Excerpts from a point labeling dataset
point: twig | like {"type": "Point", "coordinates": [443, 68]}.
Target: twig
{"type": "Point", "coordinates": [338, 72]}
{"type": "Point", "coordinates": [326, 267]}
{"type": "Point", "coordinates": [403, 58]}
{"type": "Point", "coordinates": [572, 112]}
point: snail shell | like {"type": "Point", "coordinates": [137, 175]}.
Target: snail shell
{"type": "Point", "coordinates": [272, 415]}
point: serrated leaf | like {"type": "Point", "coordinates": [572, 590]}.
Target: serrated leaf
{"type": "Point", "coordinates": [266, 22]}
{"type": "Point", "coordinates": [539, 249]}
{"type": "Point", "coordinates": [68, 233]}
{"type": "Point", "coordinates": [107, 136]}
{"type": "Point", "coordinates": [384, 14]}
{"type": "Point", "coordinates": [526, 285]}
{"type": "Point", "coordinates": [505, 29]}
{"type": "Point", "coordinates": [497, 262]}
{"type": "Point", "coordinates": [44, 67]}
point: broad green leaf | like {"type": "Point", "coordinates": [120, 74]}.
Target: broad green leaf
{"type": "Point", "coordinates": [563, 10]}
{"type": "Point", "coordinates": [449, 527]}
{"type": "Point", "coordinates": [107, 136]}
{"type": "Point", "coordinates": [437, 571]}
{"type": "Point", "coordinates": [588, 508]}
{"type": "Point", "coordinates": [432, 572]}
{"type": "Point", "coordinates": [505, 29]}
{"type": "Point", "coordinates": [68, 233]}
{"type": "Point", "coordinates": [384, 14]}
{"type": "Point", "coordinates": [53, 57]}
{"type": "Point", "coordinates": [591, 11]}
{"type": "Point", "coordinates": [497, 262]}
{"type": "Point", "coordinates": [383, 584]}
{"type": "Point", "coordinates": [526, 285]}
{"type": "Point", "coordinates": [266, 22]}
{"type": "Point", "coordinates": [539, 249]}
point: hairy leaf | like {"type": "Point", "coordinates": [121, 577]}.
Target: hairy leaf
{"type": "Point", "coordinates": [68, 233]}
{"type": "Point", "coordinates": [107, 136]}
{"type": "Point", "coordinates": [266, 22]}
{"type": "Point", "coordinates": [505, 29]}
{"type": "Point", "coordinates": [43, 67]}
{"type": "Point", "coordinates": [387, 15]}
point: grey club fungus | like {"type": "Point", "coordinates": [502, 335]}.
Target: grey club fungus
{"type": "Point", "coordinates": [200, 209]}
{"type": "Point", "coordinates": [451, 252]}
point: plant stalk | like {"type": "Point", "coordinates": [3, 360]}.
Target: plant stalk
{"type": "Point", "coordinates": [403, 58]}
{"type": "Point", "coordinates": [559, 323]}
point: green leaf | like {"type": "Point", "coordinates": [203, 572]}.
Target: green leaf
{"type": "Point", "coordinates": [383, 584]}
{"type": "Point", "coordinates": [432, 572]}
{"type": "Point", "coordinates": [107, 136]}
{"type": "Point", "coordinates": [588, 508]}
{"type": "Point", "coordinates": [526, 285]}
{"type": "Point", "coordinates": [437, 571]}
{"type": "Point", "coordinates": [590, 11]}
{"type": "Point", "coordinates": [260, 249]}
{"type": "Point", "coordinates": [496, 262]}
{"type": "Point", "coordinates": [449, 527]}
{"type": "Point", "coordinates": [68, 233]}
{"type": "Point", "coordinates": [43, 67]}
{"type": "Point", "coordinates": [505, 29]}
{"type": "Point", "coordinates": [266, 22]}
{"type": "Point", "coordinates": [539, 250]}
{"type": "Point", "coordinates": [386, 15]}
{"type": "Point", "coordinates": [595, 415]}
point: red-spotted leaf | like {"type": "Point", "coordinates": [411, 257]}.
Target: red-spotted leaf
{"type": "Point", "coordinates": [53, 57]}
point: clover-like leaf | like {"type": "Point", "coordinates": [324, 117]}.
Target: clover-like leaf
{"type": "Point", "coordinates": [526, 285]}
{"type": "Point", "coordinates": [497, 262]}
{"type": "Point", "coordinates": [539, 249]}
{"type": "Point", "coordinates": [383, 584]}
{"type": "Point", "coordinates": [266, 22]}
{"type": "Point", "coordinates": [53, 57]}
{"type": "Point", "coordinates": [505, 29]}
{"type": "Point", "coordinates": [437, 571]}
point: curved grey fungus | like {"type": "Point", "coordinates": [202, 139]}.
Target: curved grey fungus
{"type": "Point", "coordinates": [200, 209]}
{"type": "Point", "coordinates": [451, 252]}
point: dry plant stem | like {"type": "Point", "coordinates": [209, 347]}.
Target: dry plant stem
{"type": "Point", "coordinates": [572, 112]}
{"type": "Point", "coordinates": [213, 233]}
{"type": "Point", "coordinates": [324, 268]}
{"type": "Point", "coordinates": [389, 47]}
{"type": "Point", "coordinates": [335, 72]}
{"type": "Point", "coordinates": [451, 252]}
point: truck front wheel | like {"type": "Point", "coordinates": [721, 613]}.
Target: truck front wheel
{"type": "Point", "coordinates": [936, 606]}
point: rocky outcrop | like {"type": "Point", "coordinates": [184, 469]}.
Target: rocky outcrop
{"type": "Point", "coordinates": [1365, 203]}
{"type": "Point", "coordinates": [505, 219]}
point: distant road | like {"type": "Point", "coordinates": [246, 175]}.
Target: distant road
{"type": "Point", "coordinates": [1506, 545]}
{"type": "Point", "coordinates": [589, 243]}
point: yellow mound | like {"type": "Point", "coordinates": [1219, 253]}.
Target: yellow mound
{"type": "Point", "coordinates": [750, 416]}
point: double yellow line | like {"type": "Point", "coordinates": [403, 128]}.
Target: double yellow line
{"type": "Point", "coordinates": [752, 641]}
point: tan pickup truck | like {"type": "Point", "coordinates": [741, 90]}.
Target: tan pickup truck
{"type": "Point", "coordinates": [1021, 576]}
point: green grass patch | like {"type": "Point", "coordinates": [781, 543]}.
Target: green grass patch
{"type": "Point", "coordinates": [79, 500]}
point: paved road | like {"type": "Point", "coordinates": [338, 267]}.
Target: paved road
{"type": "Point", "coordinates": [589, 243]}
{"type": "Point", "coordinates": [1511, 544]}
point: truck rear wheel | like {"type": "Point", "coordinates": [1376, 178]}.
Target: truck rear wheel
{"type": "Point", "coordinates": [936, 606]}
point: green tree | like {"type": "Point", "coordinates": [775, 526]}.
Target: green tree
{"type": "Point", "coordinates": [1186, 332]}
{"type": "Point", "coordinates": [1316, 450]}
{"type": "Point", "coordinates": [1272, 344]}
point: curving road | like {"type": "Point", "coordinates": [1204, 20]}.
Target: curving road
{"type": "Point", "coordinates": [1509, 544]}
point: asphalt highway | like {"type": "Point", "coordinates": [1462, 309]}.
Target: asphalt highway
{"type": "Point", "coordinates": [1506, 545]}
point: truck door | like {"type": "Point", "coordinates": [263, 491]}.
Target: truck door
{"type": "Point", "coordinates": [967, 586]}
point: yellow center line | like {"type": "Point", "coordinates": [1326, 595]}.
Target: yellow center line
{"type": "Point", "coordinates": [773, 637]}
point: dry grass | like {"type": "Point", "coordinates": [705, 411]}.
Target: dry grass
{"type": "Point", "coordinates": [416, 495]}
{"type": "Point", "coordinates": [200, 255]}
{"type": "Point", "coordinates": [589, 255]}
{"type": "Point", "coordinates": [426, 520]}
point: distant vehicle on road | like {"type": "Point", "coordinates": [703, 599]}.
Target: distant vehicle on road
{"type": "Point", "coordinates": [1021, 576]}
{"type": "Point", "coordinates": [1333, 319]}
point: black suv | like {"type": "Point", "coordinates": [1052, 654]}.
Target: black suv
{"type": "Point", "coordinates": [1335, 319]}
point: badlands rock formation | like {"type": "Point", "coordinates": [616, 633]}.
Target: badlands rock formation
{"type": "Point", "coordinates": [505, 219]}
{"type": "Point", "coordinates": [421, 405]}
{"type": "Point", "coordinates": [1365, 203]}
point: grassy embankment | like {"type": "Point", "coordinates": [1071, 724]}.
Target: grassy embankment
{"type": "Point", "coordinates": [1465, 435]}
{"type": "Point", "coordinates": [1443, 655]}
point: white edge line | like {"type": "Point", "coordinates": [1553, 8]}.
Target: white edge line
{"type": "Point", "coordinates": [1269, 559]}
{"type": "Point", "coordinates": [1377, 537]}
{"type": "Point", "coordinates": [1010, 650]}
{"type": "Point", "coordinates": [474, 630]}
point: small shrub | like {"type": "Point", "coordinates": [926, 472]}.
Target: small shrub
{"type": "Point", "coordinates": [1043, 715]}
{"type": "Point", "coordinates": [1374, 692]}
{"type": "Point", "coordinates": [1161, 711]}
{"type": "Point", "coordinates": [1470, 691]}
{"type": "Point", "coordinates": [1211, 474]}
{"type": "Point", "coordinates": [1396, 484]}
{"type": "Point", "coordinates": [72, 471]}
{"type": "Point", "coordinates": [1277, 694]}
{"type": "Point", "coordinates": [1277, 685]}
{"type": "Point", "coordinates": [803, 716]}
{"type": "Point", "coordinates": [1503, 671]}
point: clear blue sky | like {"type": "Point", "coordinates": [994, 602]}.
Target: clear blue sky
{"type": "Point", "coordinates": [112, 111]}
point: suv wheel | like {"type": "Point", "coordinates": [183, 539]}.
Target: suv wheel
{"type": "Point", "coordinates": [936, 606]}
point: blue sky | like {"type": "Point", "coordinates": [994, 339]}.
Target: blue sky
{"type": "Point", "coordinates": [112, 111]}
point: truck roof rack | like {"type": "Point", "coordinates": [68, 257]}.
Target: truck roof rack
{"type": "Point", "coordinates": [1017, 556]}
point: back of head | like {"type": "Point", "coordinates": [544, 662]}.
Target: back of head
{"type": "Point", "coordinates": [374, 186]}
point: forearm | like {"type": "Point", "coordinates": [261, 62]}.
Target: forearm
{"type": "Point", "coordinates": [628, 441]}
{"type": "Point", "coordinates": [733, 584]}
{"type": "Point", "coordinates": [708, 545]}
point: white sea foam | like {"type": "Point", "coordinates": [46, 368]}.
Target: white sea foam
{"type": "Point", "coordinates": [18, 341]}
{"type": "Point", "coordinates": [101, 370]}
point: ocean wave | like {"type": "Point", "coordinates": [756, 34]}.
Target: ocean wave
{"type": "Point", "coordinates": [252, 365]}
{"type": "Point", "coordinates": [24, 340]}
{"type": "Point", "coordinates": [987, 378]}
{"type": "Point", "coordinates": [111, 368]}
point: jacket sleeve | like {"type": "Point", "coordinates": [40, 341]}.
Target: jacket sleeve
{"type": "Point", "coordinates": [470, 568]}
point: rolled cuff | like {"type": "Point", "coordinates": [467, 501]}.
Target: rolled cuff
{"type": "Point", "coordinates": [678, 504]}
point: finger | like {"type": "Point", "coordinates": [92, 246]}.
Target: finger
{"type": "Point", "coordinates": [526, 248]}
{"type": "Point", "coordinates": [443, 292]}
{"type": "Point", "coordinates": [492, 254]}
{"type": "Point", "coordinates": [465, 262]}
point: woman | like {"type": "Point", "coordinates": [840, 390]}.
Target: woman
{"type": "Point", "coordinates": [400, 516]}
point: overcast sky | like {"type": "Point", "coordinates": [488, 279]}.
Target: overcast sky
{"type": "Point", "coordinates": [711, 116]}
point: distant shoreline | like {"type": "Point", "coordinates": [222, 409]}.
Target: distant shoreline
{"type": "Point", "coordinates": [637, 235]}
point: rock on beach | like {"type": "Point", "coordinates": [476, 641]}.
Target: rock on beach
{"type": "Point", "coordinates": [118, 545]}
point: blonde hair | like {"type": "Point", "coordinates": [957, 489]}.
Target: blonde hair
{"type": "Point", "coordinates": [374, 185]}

What to do :: Format the records from the line with "point: overcast sky" through the end of the records as a CSV with two columns, record_text and answer. Give one row per record, put each field in quotes, and replace line breaks with spaces.

Result ::
record_text,answer
"point: overcast sky | like {""type"": ""Point"", ""coordinates"": [488, 279]}. Target: overcast sky","{""type"": ""Point"", ""coordinates"": [711, 116]}"
"point: distant shoreline | like {""type"": ""Point"", ""coordinates"": [222, 409]}. Target: distant shoreline","{""type"": ""Point"", ""coordinates"": [637, 235]}"
"point: rock on beach | like {""type"": ""Point"", ""coordinates"": [476, 641]}. Target: rock on beach","{""type"": ""Point"", ""coordinates"": [118, 545]}"
"point: blonde hair | like {""type"": ""Point"", ""coordinates"": [957, 489]}. Target: blonde hair","{""type"": ""Point"", ""coordinates"": [374, 185]}"